Count the lines in the data below that contain the word "glacier", and give only that number.
** start Information provided **
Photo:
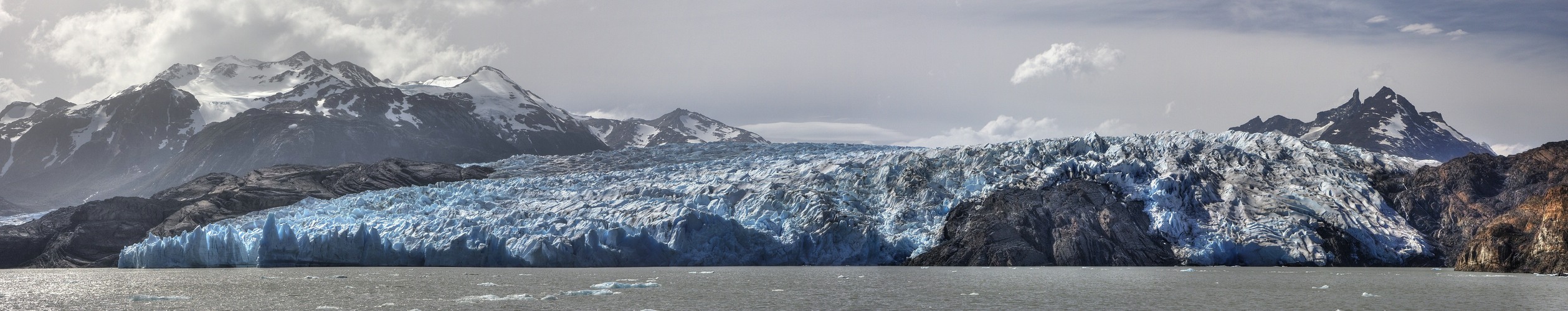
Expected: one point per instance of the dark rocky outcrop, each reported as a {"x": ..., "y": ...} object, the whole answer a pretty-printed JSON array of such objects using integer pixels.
[
  {"x": 1073, "y": 224},
  {"x": 1384, "y": 123},
  {"x": 7, "y": 208},
  {"x": 1453, "y": 202},
  {"x": 1532, "y": 238},
  {"x": 92, "y": 235}
]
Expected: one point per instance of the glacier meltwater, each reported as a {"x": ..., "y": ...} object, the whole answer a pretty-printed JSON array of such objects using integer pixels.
[{"x": 1215, "y": 197}]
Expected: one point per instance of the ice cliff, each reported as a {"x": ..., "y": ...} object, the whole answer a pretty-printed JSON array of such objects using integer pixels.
[{"x": 1215, "y": 197}]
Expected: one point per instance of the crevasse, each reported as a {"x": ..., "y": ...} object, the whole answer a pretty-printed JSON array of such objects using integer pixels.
[{"x": 1215, "y": 197}]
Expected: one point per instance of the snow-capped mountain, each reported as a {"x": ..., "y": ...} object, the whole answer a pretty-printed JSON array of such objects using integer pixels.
[
  {"x": 231, "y": 114},
  {"x": 228, "y": 86},
  {"x": 66, "y": 152},
  {"x": 677, "y": 127},
  {"x": 1260, "y": 199},
  {"x": 1384, "y": 123}
]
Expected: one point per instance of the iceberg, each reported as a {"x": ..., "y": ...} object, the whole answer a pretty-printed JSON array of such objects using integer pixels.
[
  {"x": 1257, "y": 199},
  {"x": 590, "y": 293},
  {"x": 617, "y": 285},
  {"x": 469, "y": 299},
  {"x": 157, "y": 297}
]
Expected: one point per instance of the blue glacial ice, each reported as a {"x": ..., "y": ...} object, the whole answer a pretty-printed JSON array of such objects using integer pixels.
[{"x": 1215, "y": 197}]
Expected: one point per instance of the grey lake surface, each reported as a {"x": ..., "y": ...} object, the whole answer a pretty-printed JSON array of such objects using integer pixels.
[{"x": 781, "y": 288}]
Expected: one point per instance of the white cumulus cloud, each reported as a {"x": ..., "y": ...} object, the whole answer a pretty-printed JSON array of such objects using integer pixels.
[
  {"x": 1009, "y": 129},
  {"x": 1067, "y": 58},
  {"x": 5, "y": 17},
  {"x": 1421, "y": 29},
  {"x": 11, "y": 93},
  {"x": 825, "y": 132},
  {"x": 125, "y": 46}
]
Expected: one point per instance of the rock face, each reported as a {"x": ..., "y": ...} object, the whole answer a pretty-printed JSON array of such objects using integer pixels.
[
  {"x": 66, "y": 152},
  {"x": 1385, "y": 123},
  {"x": 1073, "y": 224},
  {"x": 677, "y": 127},
  {"x": 93, "y": 235},
  {"x": 7, "y": 208},
  {"x": 1532, "y": 238},
  {"x": 1453, "y": 202},
  {"x": 232, "y": 116}
]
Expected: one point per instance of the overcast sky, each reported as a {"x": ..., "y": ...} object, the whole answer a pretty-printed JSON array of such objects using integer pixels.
[{"x": 885, "y": 72}]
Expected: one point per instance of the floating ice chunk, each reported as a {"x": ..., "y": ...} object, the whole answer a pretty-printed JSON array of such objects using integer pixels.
[
  {"x": 157, "y": 297},
  {"x": 471, "y": 299},
  {"x": 617, "y": 285},
  {"x": 590, "y": 293}
]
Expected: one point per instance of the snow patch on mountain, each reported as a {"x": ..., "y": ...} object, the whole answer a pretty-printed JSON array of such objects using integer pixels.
[
  {"x": 496, "y": 99},
  {"x": 1217, "y": 199},
  {"x": 675, "y": 127},
  {"x": 228, "y": 86}
]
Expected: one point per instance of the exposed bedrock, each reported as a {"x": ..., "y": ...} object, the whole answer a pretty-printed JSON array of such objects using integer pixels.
[
  {"x": 1451, "y": 203},
  {"x": 1532, "y": 238}
]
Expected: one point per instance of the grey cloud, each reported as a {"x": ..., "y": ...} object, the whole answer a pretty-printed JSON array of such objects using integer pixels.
[{"x": 128, "y": 46}]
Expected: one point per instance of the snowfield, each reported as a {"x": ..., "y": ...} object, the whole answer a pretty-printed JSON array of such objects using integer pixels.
[{"x": 1215, "y": 197}]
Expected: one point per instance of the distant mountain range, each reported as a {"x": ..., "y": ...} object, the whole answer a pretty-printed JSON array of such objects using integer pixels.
[
  {"x": 229, "y": 114},
  {"x": 677, "y": 127},
  {"x": 1384, "y": 123}
]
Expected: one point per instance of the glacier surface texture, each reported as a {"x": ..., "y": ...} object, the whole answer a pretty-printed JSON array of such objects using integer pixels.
[{"x": 1215, "y": 197}]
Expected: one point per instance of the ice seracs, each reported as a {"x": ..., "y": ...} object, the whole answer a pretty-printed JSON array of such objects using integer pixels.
[{"x": 1214, "y": 197}]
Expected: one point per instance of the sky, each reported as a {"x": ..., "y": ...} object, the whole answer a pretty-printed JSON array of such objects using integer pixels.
[{"x": 907, "y": 72}]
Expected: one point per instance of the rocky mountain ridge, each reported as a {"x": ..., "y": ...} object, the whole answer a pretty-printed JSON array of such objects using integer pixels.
[
  {"x": 1382, "y": 123},
  {"x": 675, "y": 127},
  {"x": 229, "y": 114}
]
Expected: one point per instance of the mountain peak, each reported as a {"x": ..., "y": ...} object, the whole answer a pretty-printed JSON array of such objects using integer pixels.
[
  {"x": 300, "y": 57},
  {"x": 1384, "y": 123}
]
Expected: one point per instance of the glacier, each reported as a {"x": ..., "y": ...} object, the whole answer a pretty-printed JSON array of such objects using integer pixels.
[{"x": 1217, "y": 197}]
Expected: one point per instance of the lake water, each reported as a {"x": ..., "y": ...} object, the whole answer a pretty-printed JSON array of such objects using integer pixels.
[{"x": 784, "y": 288}]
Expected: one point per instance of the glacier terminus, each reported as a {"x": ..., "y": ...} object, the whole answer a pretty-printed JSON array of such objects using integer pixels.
[{"x": 1255, "y": 199}]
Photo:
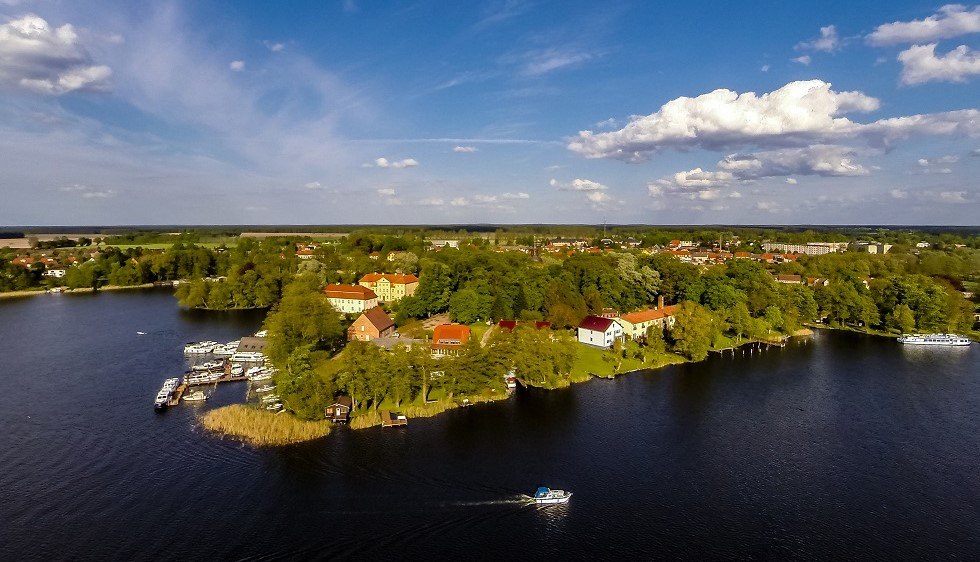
** end Information provided **
__Completed exercise__
4